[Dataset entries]
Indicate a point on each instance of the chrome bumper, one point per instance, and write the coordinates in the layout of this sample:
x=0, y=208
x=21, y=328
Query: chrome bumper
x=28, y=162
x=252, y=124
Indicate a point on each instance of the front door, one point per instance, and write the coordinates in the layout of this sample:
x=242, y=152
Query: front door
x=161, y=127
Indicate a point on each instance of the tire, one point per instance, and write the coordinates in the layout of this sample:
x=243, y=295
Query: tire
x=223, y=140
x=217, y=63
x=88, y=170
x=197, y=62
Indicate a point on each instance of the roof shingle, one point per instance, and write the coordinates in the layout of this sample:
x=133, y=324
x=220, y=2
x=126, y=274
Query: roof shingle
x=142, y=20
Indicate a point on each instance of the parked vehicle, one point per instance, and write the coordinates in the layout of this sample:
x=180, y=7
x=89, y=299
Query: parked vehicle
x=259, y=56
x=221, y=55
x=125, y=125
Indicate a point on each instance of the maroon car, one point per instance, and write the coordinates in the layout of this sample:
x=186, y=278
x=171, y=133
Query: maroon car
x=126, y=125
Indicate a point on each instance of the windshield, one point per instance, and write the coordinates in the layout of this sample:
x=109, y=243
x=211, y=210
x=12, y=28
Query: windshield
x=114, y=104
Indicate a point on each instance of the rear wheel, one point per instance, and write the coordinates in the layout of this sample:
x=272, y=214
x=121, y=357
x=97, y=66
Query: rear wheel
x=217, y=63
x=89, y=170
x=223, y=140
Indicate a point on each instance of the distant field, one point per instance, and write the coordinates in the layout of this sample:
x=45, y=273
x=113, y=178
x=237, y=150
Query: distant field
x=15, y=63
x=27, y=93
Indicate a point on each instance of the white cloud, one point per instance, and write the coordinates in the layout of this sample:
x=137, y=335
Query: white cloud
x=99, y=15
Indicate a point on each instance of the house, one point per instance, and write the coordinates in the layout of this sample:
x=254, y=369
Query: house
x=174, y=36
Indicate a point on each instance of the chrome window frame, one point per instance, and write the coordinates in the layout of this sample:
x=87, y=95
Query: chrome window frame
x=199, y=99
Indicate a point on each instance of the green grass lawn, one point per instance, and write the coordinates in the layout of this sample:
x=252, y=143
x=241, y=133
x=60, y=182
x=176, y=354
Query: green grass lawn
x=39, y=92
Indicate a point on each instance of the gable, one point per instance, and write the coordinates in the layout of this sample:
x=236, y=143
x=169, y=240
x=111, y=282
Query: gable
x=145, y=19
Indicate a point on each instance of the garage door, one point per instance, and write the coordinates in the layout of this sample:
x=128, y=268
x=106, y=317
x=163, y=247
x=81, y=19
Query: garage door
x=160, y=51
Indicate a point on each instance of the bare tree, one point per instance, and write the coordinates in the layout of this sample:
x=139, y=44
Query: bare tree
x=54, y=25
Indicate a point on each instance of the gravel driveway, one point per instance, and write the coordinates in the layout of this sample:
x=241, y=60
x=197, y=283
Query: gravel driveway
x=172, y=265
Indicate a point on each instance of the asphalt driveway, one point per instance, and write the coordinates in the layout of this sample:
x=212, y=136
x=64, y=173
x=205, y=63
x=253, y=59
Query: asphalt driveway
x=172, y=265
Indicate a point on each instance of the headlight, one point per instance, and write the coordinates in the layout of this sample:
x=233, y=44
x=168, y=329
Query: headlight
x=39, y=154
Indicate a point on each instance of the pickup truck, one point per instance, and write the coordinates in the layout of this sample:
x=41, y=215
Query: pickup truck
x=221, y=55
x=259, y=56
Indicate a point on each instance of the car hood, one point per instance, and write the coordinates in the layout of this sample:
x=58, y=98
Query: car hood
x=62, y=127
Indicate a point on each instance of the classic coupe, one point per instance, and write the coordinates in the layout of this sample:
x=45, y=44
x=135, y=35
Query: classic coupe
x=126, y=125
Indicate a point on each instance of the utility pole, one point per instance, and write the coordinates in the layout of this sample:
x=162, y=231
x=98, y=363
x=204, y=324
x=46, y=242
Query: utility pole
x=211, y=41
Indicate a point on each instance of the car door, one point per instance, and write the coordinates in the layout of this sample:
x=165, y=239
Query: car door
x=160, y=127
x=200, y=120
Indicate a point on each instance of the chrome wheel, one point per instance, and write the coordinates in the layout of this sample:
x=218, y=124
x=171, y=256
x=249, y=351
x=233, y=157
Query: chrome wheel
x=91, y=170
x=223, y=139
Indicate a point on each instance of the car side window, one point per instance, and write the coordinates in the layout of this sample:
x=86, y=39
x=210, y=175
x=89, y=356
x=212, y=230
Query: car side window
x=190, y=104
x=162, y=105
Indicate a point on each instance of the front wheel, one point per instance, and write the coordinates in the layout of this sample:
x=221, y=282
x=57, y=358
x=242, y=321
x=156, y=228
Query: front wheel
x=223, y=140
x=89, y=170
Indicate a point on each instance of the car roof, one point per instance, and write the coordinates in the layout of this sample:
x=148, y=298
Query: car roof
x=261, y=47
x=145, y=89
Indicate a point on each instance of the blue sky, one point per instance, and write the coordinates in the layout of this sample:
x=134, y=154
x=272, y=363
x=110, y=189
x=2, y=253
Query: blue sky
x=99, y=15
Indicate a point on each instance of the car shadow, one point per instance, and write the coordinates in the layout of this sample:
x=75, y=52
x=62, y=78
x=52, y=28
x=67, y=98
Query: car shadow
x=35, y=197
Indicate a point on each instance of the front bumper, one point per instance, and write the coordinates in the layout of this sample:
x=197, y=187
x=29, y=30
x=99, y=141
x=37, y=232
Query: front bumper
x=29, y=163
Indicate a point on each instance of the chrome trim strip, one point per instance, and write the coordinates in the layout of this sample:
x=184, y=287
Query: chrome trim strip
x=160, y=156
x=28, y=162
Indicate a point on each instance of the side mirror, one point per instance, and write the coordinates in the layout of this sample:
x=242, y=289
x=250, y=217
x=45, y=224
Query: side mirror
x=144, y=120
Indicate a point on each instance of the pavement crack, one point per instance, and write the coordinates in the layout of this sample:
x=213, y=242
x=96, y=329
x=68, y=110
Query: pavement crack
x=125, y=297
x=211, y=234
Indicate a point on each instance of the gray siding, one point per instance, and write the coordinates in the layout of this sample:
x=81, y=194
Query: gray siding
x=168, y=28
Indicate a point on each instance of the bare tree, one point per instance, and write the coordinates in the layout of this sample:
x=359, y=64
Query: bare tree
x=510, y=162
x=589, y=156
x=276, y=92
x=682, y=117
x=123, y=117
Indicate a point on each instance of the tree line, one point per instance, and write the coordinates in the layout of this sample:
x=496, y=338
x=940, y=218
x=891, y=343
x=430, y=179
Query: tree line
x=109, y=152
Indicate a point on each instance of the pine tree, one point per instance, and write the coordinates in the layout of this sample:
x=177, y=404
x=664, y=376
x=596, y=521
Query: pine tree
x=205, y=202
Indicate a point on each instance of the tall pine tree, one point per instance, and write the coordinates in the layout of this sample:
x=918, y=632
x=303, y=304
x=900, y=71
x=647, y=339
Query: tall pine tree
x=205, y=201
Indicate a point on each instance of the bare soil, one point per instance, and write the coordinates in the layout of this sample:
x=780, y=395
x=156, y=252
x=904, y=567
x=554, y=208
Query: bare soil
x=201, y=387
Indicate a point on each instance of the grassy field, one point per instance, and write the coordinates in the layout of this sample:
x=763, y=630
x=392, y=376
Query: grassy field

## WHAT YOU HAVE TO DO
Look for the string "grassy" in the data above and return every line that has it.

## EXERCISE SOLUTION
Indicate a point on each instance of the grassy field, one point per instance, and write the coordinates in the layout of this sample:
Query: grassy field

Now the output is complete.